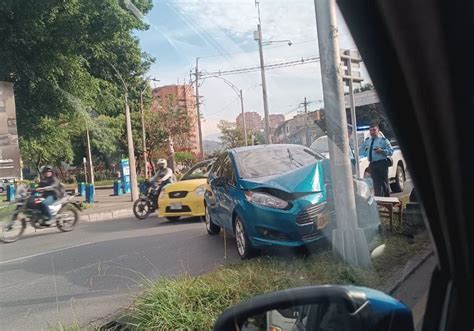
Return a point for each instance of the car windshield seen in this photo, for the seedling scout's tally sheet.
(277, 161)
(321, 145)
(200, 170)
(128, 101)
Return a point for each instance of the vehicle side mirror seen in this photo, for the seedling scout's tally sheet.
(318, 308)
(220, 182)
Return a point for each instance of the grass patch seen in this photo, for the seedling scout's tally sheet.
(187, 302)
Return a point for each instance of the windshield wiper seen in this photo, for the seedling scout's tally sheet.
(292, 159)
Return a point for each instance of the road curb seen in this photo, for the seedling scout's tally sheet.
(107, 215)
(400, 276)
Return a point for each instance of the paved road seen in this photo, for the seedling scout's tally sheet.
(414, 290)
(49, 277)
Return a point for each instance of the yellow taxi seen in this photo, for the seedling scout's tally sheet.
(186, 196)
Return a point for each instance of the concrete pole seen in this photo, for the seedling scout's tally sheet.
(353, 116)
(89, 156)
(308, 140)
(201, 146)
(264, 87)
(348, 240)
(131, 152)
(243, 116)
(145, 158)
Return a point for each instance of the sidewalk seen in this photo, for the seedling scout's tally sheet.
(107, 206)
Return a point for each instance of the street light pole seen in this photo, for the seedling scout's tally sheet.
(131, 152)
(145, 157)
(243, 115)
(89, 156)
(131, 149)
(201, 146)
(264, 81)
(348, 239)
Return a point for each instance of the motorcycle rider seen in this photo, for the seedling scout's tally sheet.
(162, 177)
(52, 191)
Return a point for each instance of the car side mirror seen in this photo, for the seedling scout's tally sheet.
(220, 182)
(318, 308)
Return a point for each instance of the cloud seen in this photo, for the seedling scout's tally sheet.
(221, 33)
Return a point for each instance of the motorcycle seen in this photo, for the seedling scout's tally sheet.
(147, 203)
(28, 210)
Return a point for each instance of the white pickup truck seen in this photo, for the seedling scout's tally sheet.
(396, 173)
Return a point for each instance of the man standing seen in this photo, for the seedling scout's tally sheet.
(377, 149)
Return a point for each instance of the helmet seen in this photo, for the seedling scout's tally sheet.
(162, 163)
(46, 168)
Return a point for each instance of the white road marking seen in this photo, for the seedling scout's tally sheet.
(44, 253)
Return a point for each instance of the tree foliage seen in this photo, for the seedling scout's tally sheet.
(232, 135)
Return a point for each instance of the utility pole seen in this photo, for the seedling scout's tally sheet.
(131, 149)
(348, 239)
(89, 156)
(201, 146)
(145, 157)
(349, 79)
(308, 140)
(259, 38)
(131, 152)
(243, 116)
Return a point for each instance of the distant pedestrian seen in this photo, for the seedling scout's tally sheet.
(377, 149)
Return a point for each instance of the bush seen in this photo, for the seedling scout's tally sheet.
(186, 302)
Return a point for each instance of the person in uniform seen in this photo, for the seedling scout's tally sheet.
(378, 149)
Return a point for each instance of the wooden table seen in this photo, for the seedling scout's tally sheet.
(389, 207)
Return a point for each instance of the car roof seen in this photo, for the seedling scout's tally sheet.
(238, 150)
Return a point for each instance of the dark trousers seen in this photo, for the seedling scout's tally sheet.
(379, 172)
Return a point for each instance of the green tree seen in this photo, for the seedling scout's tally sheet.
(52, 145)
(232, 135)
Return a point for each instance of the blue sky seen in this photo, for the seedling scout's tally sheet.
(221, 34)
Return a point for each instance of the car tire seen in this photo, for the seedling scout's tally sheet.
(244, 246)
(399, 183)
(211, 227)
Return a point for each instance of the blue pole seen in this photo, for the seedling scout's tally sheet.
(10, 192)
(90, 192)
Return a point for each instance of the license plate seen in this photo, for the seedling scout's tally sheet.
(176, 206)
(321, 221)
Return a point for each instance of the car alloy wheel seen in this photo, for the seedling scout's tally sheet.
(401, 179)
(240, 237)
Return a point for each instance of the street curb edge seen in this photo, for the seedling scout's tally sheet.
(416, 262)
(106, 216)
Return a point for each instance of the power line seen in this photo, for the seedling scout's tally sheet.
(223, 108)
(285, 64)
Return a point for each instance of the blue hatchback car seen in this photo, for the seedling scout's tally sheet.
(274, 195)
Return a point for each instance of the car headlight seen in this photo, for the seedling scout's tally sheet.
(266, 200)
(362, 189)
(162, 194)
(200, 190)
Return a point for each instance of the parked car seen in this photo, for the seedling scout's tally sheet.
(277, 195)
(185, 197)
(396, 173)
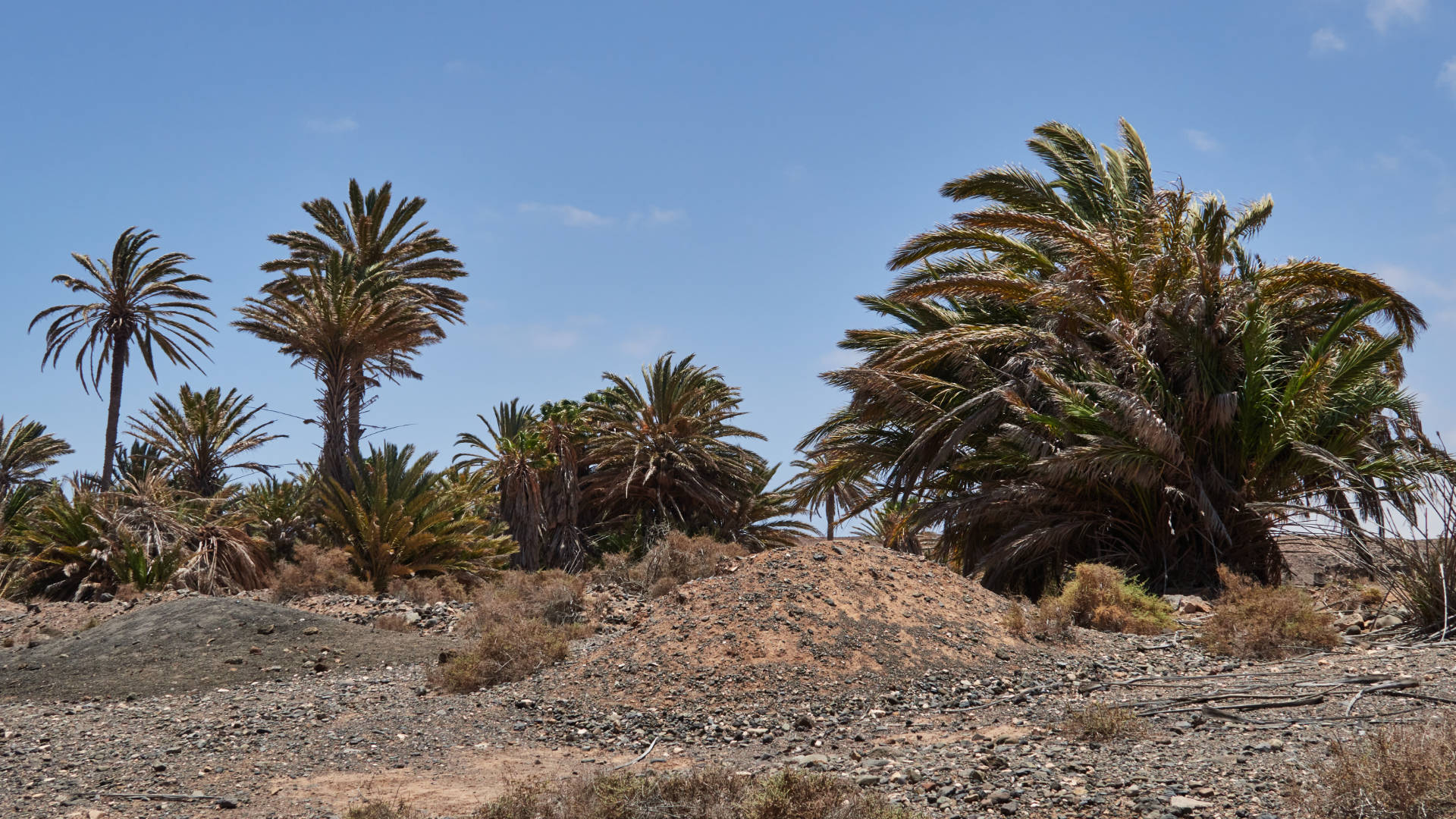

• WHAT YOU WILL DO: Reproduce the material verbatim from the line with "Return a point for each instance of the blue hatchback" through the end, and leave any pictures out of your copy.

• WRITTEN REPLY:
Return a point for each instance of the blue hatchback car seen in this photo, for the seedling scout's tally sheet.
(274, 195)
Return a point for each instance of the car headlight seen in this photo, for the seedling scout's tally sheet.
(266, 200)
(362, 189)
(162, 194)
(200, 190)
Return a point for each instance of the parked car seen in this photo, for the seedling scout's tally sheet.
(277, 195)
(185, 197)
(396, 173)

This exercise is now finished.